==== Records supplied
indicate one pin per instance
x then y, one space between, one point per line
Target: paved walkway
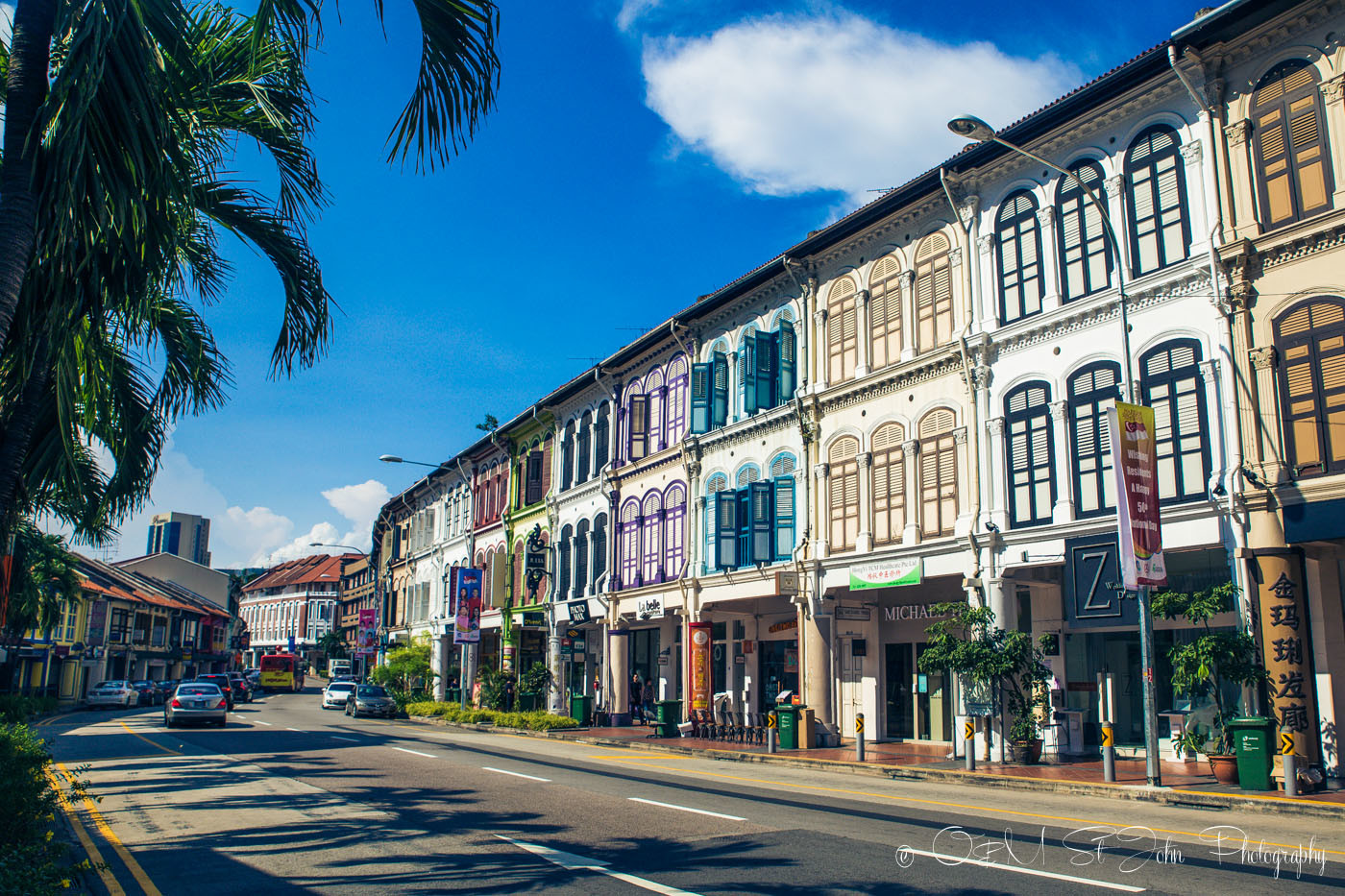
1186 777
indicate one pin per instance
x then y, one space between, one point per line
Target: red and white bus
281 671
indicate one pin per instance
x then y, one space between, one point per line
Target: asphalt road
291 798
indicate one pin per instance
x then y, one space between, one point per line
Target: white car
335 694
113 693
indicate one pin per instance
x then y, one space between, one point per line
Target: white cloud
790 105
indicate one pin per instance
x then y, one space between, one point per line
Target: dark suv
221 681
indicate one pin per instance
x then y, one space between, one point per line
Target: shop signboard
466 586
1136 466
698 665
885 573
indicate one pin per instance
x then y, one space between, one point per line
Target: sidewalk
1183 784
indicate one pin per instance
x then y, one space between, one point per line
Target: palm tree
111 197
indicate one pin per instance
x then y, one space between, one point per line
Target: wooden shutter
726 530
789 361
701 397
720 390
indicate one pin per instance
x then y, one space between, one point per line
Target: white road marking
685 809
504 771
569 861
414 751
957 860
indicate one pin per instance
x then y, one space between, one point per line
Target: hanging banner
467 608
1134 456
698 665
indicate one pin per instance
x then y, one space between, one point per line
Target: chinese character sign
467 606
1136 465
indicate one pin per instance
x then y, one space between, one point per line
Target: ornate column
911 458
864 541
1049 261
1064 509
908 314
863 336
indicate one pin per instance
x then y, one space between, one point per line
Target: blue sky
643 154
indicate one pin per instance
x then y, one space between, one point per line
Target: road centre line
952 861
685 809
504 771
569 861
416 752
128 860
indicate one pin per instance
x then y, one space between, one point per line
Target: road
289 798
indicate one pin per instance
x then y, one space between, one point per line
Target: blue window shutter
783 517
789 361
726 530
701 397
766 370
760 550
746 375
720 390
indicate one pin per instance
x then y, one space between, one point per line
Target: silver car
336 693
370 700
113 693
195 701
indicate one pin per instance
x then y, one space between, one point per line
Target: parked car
197 701
148 690
370 700
336 693
113 693
219 681
239 688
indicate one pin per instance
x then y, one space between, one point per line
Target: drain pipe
974 410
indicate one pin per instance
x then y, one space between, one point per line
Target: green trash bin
1253 740
668 714
789 717
581 708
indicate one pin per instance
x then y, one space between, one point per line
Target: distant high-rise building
183 534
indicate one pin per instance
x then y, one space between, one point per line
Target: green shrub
33 860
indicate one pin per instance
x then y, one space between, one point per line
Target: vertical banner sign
1134 456
366 637
467 618
1286 648
698 665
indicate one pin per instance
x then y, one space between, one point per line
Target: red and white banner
1134 453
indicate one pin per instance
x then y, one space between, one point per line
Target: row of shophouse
917 395
152 618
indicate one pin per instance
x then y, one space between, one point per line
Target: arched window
628 545
651 537
844 493
890 485
843 331
934 292
675 408
1091 392
1018 254
674 530
1172 385
938 472
1310 341
1085 248
562 550
1028 446
1293 167
885 312
1160 230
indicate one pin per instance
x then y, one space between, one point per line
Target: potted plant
967 642
1208 662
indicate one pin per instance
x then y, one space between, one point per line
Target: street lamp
978 131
========
● Task to complete
Collect every line of the entries above that contains the word "blue", and list those lines in the order they appear.

● Answer in full
Target: blue sky
Target: blue window shutter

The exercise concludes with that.